TASK PROMPT. Every line from the line containing "corner in the photo above." through the final line of the data is to be printed exactly; no other line is to appear.

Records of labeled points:
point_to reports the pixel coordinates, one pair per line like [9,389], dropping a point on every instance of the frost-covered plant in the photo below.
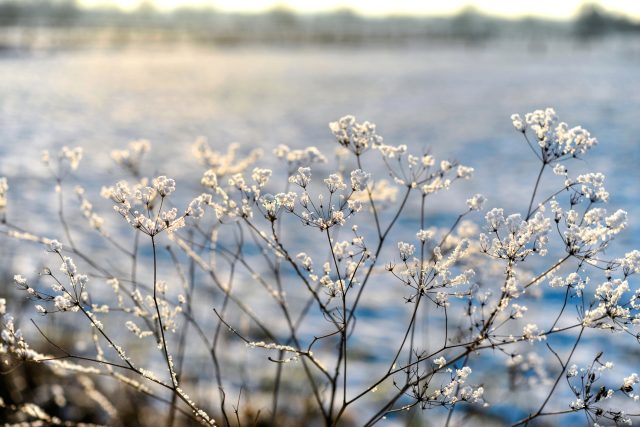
[288,267]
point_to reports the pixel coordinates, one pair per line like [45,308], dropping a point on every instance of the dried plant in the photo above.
[295,295]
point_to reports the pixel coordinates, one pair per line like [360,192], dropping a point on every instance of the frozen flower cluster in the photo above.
[306,261]
[555,139]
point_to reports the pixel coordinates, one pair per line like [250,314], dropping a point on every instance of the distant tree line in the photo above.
[283,24]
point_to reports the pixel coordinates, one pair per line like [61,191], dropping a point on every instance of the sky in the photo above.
[509,8]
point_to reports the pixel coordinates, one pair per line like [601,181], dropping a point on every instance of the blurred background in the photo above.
[437,75]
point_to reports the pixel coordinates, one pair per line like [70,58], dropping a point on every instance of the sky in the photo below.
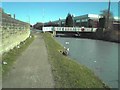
[46,11]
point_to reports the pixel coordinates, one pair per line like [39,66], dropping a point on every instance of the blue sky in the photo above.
[54,10]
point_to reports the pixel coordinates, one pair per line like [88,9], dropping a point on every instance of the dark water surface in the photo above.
[100,56]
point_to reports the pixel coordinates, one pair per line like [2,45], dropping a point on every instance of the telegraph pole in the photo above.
[43,17]
[108,14]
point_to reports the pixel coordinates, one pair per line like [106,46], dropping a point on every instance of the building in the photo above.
[88,20]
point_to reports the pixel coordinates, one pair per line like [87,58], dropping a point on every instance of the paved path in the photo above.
[32,69]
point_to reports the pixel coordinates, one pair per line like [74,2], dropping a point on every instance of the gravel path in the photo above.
[32,69]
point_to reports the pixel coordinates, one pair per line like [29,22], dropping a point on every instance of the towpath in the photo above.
[32,69]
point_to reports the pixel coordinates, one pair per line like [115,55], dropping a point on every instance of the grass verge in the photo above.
[11,56]
[66,72]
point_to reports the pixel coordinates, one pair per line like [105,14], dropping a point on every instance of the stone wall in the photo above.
[12,32]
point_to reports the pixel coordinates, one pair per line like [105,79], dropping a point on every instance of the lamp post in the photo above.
[108,15]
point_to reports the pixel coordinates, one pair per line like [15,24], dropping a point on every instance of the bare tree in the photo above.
[108,19]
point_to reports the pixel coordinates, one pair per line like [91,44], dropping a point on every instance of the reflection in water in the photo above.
[101,57]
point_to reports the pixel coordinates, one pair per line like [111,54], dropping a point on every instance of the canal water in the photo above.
[100,56]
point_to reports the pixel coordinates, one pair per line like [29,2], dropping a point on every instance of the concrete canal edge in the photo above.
[66,72]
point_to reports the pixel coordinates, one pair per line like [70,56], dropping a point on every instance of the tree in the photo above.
[108,19]
[69,21]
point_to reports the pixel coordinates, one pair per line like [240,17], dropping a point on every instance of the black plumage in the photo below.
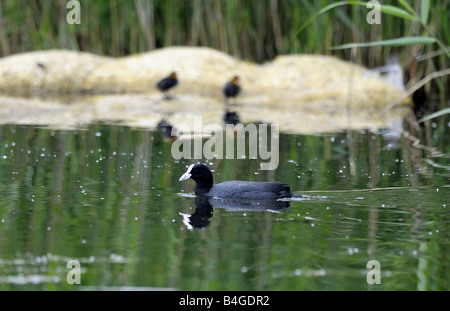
[235,189]
[167,83]
[232,88]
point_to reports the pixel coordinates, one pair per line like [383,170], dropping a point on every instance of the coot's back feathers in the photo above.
[235,189]
[232,88]
[167,83]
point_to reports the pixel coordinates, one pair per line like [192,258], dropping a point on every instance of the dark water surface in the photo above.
[109,197]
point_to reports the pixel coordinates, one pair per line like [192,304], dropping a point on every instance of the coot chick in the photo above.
[235,189]
[231,117]
[232,88]
[167,83]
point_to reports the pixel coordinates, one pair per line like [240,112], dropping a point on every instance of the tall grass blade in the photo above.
[408,7]
[394,11]
[424,11]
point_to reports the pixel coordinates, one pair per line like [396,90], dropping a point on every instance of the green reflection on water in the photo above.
[109,197]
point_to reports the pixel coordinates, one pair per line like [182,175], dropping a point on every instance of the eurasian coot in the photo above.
[231,88]
[167,83]
[240,190]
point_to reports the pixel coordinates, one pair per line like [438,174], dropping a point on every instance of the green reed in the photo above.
[247,29]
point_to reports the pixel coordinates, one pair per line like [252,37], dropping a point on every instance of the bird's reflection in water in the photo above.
[204,209]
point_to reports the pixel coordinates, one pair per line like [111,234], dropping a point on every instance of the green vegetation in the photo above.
[250,30]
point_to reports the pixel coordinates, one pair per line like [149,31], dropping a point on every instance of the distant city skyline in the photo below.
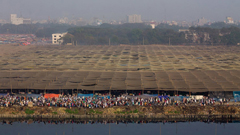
[159,10]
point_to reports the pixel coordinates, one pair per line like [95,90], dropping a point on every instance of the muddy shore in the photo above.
[158,112]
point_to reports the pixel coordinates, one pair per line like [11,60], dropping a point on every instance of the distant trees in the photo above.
[133,34]
[40,30]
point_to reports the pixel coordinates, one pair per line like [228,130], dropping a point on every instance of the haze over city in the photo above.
[159,10]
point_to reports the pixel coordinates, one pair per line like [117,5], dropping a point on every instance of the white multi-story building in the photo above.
[56,38]
[17,21]
[134,19]
[229,20]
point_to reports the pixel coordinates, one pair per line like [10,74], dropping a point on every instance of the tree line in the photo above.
[133,34]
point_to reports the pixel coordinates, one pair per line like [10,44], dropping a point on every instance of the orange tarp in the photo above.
[51,95]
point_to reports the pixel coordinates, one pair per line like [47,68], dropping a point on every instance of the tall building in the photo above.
[202,21]
[134,19]
[57,38]
[229,20]
[15,20]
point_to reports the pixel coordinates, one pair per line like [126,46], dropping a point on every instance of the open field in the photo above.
[151,67]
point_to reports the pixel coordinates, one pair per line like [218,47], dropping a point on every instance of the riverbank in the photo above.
[122,111]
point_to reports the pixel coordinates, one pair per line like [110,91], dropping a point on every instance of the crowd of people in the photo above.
[101,101]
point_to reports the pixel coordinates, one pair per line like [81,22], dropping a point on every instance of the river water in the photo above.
[179,128]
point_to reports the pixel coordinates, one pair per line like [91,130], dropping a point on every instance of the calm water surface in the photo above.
[186,128]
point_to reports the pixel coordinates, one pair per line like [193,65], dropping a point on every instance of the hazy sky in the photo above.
[189,10]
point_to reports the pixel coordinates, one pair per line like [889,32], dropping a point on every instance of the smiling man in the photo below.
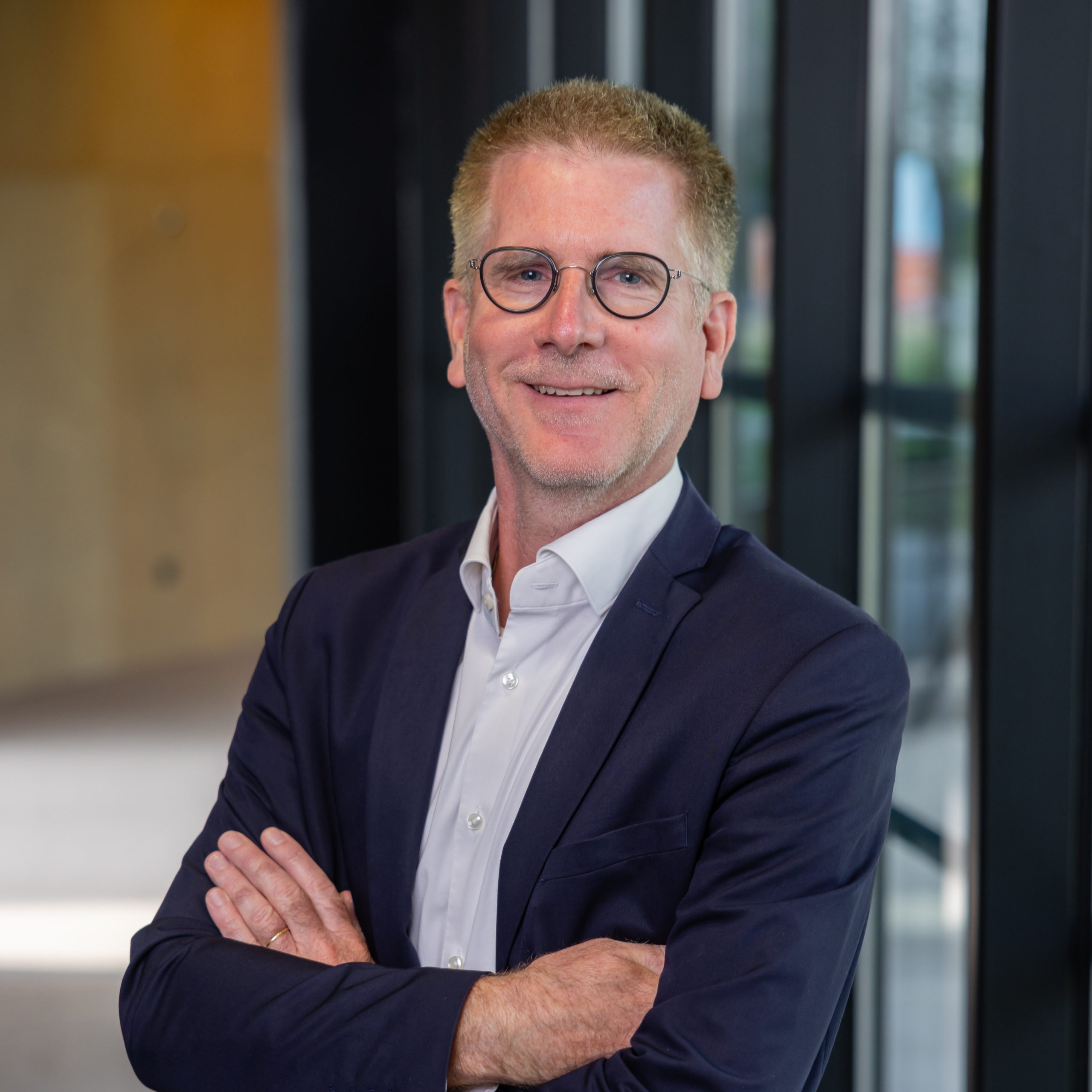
[589,793]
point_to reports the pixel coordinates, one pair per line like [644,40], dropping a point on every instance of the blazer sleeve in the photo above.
[761,956]
[199,1011]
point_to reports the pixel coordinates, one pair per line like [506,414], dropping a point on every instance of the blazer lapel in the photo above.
[610,682]
[406,743]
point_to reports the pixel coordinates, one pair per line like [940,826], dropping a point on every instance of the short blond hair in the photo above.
[597,117]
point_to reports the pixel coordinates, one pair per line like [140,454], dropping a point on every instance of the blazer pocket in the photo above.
[642,840]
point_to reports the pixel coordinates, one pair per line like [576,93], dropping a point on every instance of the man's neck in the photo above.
[531,516]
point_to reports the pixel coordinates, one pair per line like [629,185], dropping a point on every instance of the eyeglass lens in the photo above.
[629,285]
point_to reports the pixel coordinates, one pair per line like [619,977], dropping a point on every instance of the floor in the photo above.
[102,789]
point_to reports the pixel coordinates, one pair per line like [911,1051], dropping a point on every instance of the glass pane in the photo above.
[936,166]
[744,59]
[927,600]
[925,150]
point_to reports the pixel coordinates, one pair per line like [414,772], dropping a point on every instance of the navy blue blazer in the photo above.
[719,780]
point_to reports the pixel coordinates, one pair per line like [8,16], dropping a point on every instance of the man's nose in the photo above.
[572,318]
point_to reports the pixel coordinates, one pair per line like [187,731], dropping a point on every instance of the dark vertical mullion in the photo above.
[679,67]
[580,38]
[469,59]
[816,383]
[349,213]
[1030,837]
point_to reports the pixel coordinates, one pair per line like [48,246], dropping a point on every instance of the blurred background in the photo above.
[223,234]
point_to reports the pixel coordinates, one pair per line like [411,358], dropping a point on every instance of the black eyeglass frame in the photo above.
[479,266]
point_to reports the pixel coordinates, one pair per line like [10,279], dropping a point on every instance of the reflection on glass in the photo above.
[743,128]
[927,593]
[921,506]
[937,96]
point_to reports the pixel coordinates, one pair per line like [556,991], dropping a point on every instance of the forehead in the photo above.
[579,205]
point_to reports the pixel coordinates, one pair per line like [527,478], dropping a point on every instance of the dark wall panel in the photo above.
[349,120]
[468,59]
[1031,845]
[679,67]
[580,38]
[816,385]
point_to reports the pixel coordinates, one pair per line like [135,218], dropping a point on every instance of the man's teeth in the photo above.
[579,390]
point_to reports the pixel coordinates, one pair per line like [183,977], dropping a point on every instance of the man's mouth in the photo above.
[542,389]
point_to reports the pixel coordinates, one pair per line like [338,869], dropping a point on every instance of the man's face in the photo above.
[651,372]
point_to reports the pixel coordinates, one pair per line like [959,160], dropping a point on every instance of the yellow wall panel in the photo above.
[141,485]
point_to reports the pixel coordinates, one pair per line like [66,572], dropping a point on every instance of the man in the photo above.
[597,742]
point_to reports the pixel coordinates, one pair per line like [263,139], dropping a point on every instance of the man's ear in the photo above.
[457,311]
[720,332]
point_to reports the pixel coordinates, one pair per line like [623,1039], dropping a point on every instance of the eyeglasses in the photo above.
[629,285]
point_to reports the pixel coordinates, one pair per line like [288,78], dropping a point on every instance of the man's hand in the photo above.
[560,1013]
[281,894]
[526,1027]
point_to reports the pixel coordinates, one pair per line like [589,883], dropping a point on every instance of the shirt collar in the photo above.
[602,553]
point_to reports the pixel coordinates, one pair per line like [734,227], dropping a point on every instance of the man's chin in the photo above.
[576,473]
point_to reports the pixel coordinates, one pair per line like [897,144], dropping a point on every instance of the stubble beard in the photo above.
[569,485]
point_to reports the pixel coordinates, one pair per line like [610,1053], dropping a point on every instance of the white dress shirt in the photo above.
[508,691]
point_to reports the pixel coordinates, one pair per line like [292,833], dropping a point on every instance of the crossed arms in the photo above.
[757,964]
[562,1011]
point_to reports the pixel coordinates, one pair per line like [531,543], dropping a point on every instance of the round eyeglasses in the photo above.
[629,285]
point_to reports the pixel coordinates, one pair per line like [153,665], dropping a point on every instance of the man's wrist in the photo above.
[483,1034]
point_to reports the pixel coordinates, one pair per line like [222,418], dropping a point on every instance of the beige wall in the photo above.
[141,479]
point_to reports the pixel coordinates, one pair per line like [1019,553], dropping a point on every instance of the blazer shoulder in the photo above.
[376,581]
[778,603]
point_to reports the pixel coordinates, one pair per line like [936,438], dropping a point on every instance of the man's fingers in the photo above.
[227,918]
[283,894]
[649,956]
[253,907]
[299,864]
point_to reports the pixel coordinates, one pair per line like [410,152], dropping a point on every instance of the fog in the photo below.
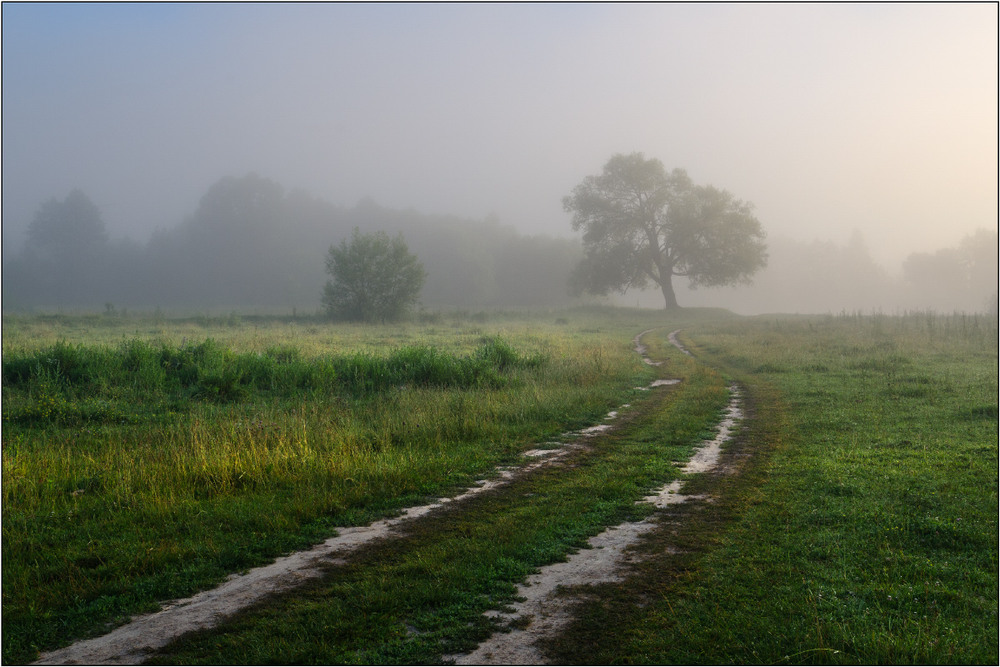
[844,124]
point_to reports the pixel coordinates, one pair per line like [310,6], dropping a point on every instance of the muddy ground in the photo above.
[542,614]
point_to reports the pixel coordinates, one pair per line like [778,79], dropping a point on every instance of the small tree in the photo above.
[642,224]
[375,278]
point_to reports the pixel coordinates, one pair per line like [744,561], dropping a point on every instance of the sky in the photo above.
[830,118]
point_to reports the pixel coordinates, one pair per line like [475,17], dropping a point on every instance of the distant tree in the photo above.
[63,229]
[374,278]
[64,257]
[959,278]
[642,224]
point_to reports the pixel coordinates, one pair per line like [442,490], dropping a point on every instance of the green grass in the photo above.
[416,599]
[862,528]
[144,467]
[864,532]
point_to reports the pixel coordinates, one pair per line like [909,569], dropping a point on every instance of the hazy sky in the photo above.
[828,117]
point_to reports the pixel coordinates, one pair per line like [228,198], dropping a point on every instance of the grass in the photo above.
[149,468]
[862,528]
[865,530]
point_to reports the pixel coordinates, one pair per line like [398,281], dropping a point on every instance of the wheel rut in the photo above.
[545,611]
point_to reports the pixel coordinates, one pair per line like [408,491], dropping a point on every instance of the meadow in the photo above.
[146,458]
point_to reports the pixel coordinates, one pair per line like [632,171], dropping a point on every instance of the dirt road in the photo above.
[544,612]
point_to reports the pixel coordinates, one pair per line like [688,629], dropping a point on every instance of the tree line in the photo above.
[252,243]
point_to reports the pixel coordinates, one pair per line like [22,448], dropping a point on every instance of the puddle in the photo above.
[131,643]
[601,561]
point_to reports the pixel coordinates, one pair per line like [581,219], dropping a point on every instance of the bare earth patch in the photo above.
[600,562]
[545,610]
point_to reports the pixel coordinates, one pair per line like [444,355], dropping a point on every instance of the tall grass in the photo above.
[150,468]
[865,532]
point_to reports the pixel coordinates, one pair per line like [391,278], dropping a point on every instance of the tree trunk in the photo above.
[669,299]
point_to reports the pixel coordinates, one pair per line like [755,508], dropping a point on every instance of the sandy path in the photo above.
[548,612]
[132,642]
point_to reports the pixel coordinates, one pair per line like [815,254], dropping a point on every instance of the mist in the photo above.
[865,135]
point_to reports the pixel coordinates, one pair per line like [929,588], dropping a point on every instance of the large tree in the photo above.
[374,278]
[642,225]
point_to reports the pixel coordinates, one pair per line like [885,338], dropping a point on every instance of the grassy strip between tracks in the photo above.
[416,599]
[864,531]
[127,485]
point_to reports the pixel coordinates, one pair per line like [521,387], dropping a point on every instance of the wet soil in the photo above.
[542,613]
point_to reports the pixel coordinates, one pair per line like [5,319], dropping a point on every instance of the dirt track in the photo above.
[546,612]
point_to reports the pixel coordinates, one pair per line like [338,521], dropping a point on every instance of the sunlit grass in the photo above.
[124,485]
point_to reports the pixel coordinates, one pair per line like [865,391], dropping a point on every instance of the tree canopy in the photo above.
[374,278]
[642,225]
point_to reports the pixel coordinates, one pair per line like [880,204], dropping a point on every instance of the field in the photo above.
[145,459]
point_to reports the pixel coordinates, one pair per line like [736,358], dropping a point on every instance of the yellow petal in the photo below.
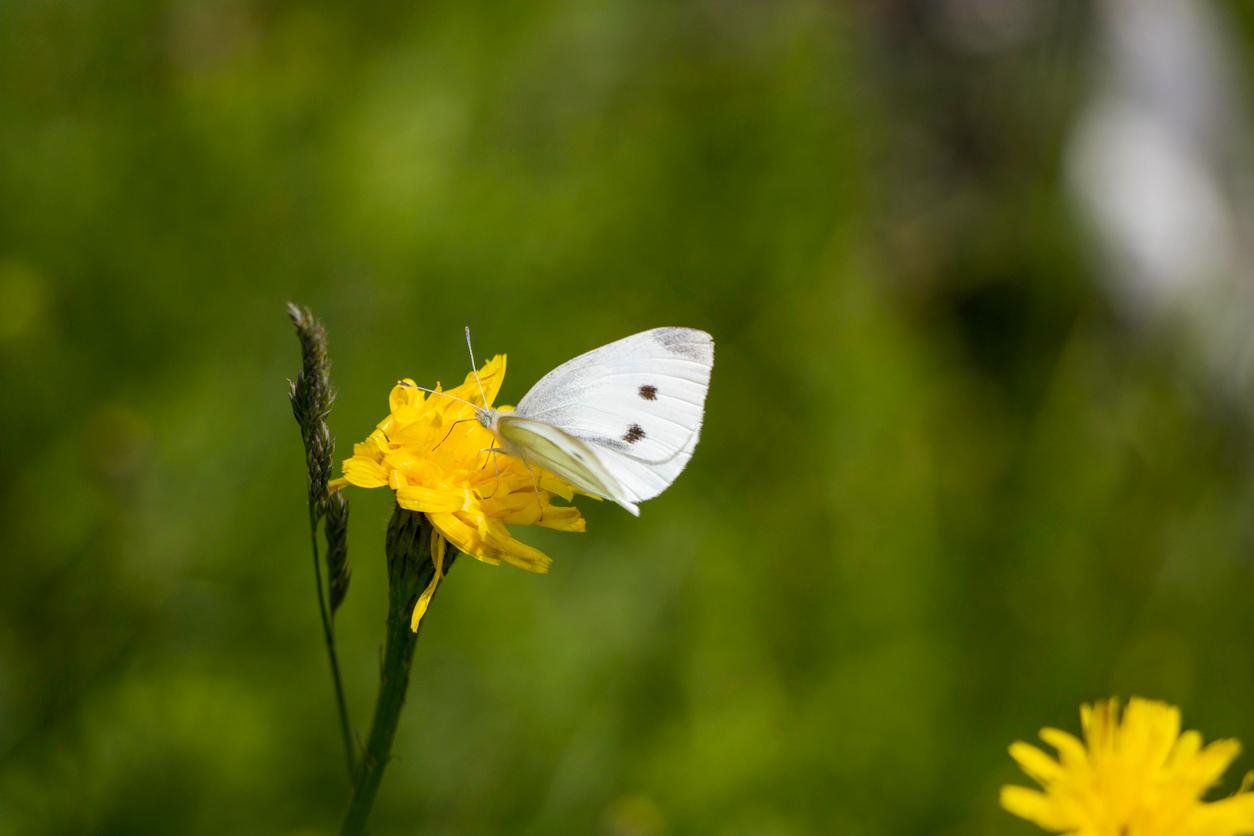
[424,600]
[428,500]
[1033,806]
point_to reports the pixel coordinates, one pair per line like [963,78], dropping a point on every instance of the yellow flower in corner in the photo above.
[434,454]
[1136,776]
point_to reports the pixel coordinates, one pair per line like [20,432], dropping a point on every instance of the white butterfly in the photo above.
[620,421]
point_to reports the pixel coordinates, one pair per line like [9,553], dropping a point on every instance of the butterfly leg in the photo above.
[536,486]
[494,464]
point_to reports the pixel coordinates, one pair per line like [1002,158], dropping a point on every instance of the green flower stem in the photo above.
[329,637]
[409,570]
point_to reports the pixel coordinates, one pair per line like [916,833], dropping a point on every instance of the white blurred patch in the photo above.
[1155,167]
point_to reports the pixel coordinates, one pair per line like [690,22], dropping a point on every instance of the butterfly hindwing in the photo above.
[569,458]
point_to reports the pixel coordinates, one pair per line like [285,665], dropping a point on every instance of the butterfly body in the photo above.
[620,421]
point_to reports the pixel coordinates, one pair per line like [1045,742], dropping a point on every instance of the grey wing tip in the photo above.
[686,342]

EXERCISE ANSWER.
point_to reports the pixel coordinates, one pair per line like [963,78], dropping a point on every instance of the yellow flower in corner in the photo above.
[434,454]
[1136,776]
point_to reports the pixel coordinates, one pair per line like [20,432], dropping a point on every instance of the white butterfly in the photo above.
[620,421]
point_to reports the pixel coordinates, one pair per line like [9,553], dropping a point on every instance of the butterfly leg in the photo above.
[536,486]
[494,464]
point_to reports the pixel coordinates, one pair per line like [1002,158], dropping a point on every instance of the green flower stem in the photo above.
[329,637]
[409,570]
point_to reports the pixel coordinates, one pair per line like [916,833], dropping a point on every instance of the white blurred patch in the photo above.
[1155,167]
point_to reports the pixel coordinates, one pair per line like [690,22], dropping a point on every instance of the butterfly hindwing in the photo above.
[569,458]
point_to reports the pixel coordinates, one pair per line like [285,665], dropping a point on every instance of the butterfly body in the photo above.
[620,421]
point_to reports the pixel coordinates, one pair per line like [1045,742], dropping a point on every instance of the grey wing tip in the photo above.
[686,342]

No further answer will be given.